##### Passage given

Draft and Refine with Visual Experts¶
Conference: CVPR 2026 arXiv: 2511.11005 Code: GitHub Area: Interpretability Keywords: Visual Utilization Quantification, Agent Framework, Hallucination Mitigation, Visual Expert Collaboration, Training-Free
TL;DR¶
This paper proposes DnR (Draft and Refine), an agent framework built upon a question-conditioned Visual Utilization metric that quantifies the degree to which LVLMs actually rely on visual evidence. Through iterative rendering feedback from external visual experts (detection, segmentation, OCR, etc.), DnR improves visual grounding and reduces hallucinations.
Background & Motivation¶
Hallucination in LVLMs: Current large vision-language models over-rely on language priors rather than visual evidence, producing ungrounded hallucinated responses.
Lack of Visual Utilization Quantification: Existing methods cannot measure the extent to which LVLMs actually depend on visual input during inference.

##########
##### Data rows

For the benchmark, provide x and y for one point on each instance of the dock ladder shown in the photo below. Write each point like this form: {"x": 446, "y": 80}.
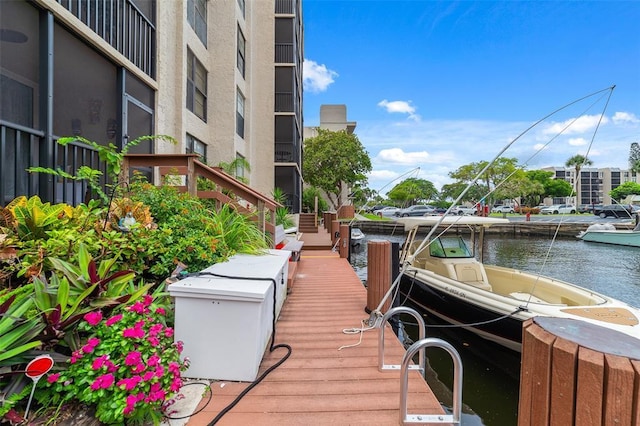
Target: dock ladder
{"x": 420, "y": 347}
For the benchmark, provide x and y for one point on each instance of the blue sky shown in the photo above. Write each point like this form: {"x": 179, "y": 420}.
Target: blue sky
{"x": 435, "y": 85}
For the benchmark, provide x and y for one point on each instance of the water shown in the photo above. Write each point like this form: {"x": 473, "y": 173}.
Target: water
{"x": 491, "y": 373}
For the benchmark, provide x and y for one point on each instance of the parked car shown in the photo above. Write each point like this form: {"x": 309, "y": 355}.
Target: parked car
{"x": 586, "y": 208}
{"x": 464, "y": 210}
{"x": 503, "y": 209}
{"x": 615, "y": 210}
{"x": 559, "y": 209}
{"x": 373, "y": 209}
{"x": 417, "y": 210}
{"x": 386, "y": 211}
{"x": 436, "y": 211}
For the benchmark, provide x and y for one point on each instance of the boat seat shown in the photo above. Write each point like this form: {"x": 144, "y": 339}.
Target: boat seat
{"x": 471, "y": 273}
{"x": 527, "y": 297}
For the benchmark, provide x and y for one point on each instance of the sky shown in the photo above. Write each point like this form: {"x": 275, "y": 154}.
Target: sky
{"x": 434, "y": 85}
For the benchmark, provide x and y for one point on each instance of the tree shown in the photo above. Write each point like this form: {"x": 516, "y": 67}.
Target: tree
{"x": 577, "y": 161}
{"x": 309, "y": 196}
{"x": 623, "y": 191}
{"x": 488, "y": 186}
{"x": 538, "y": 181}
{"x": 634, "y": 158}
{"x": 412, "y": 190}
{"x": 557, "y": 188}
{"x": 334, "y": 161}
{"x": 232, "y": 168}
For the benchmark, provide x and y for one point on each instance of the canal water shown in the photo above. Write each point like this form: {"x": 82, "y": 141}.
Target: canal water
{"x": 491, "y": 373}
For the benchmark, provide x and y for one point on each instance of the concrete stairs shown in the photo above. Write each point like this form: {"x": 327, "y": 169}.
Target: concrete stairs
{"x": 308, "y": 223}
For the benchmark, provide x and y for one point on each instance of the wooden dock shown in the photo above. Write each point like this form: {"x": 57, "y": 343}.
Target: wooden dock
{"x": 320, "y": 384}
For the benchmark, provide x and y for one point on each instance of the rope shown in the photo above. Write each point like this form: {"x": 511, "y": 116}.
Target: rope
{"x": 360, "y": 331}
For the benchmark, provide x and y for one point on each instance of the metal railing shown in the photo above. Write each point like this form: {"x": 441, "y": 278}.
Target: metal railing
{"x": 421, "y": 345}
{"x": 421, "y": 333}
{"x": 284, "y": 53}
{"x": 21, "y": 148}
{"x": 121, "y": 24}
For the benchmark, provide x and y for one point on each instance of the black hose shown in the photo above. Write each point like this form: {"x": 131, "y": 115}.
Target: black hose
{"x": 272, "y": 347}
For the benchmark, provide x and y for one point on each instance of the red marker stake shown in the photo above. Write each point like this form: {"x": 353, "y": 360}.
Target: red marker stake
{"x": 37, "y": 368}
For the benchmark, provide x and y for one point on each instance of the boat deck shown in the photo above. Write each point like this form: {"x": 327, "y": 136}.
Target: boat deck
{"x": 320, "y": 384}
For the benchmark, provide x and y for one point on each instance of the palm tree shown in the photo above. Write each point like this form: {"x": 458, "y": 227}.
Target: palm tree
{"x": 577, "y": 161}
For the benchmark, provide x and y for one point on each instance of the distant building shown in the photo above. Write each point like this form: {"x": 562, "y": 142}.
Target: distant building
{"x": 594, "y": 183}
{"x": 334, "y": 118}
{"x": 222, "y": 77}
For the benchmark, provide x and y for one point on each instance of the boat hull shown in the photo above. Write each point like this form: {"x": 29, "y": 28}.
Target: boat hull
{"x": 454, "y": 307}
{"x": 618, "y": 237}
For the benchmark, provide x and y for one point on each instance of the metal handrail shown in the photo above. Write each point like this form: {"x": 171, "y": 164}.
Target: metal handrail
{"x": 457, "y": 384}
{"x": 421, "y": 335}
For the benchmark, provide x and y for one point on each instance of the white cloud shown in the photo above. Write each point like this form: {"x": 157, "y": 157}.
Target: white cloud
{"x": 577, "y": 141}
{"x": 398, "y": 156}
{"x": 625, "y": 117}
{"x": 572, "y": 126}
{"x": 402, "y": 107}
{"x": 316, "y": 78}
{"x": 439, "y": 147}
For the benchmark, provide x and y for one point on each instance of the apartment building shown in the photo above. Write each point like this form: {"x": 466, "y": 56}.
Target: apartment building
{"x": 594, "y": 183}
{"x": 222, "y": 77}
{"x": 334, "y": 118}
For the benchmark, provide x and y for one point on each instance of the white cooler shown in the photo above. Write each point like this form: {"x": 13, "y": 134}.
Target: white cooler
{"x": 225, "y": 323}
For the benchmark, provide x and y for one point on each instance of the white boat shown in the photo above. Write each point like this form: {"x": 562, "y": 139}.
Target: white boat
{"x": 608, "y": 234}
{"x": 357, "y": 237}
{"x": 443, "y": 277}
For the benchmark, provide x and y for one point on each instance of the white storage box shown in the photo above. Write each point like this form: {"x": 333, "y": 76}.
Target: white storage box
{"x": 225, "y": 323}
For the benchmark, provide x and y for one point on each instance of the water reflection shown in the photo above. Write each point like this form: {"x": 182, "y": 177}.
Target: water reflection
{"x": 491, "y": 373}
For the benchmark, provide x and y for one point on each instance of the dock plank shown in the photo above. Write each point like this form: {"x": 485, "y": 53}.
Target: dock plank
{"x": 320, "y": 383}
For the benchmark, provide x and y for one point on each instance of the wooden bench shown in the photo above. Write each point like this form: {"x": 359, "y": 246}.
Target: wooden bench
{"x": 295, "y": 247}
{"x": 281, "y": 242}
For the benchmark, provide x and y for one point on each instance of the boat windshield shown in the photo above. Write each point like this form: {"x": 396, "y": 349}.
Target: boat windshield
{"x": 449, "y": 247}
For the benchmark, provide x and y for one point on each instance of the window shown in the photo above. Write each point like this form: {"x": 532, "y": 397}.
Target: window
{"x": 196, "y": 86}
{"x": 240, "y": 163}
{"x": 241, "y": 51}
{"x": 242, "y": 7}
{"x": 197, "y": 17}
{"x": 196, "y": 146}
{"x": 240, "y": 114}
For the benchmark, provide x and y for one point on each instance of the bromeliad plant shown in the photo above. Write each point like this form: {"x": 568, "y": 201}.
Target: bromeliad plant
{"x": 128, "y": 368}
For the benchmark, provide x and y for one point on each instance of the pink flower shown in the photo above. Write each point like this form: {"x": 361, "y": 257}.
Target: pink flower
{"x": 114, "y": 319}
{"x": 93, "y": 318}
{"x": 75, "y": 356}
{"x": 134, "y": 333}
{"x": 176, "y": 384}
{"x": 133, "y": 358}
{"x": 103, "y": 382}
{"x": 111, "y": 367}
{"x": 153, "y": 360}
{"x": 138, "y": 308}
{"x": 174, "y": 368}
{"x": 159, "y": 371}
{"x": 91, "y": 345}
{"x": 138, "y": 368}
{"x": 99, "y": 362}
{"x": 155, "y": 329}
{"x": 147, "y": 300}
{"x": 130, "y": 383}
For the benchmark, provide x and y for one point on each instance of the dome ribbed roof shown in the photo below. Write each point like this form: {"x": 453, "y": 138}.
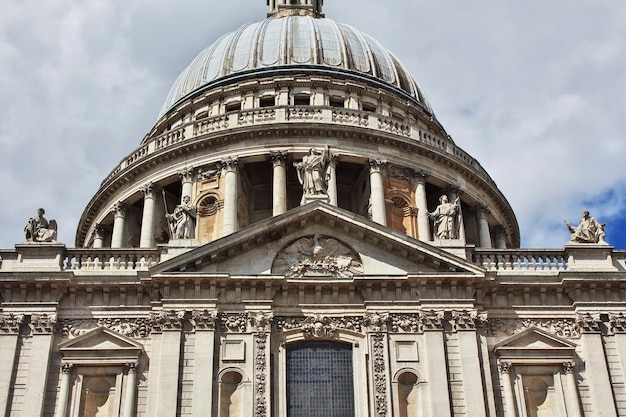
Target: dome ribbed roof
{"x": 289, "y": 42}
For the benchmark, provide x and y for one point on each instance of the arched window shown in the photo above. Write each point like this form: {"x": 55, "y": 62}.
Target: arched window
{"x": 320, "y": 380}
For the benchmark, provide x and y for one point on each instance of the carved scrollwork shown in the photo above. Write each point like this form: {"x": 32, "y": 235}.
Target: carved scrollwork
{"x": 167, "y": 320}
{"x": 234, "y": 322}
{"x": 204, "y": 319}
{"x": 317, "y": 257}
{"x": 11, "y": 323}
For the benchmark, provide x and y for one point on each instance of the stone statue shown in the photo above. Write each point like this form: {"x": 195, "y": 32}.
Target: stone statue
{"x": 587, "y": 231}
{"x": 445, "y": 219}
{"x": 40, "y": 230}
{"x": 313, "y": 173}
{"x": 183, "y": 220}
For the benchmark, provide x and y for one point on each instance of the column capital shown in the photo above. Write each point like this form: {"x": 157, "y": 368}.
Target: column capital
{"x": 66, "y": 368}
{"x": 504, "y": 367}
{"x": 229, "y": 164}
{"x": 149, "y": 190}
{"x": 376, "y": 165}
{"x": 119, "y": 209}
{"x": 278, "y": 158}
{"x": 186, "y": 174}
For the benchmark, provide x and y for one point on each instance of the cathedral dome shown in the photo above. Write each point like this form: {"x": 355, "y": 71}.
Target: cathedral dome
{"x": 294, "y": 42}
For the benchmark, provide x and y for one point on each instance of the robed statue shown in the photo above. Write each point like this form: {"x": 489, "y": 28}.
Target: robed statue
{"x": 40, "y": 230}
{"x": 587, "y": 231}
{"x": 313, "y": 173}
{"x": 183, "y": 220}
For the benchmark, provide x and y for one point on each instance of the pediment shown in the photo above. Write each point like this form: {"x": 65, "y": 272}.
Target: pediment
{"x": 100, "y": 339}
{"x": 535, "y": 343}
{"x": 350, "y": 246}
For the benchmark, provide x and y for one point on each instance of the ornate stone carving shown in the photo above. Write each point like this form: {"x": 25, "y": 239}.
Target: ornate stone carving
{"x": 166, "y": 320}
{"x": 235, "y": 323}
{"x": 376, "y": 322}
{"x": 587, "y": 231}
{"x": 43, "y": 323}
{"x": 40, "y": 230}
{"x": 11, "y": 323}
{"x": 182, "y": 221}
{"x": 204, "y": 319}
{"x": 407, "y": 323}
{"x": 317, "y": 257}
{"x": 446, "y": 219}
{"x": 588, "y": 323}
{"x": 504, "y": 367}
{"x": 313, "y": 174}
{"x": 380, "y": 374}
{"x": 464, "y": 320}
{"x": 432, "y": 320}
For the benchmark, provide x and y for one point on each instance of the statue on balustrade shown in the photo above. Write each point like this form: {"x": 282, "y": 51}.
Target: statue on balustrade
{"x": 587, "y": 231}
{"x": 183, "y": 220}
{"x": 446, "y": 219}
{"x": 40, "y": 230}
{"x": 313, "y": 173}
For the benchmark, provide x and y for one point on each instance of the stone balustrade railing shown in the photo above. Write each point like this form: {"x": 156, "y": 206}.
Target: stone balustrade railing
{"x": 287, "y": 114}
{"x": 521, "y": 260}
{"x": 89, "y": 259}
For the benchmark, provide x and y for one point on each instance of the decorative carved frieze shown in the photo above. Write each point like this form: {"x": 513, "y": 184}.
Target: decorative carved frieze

##########

- _Directive_
Please answer these questions from the DnR summary:
1. What does the name DnR stand for?
2. Which external visual experts are given as examples?
3. According to the background section, what do current large vision-language models over-rely on instead of visual evidence?

- _Written solution_
1. Draft and Refine
2. Detection, segmentation, and OCR
3. Language priors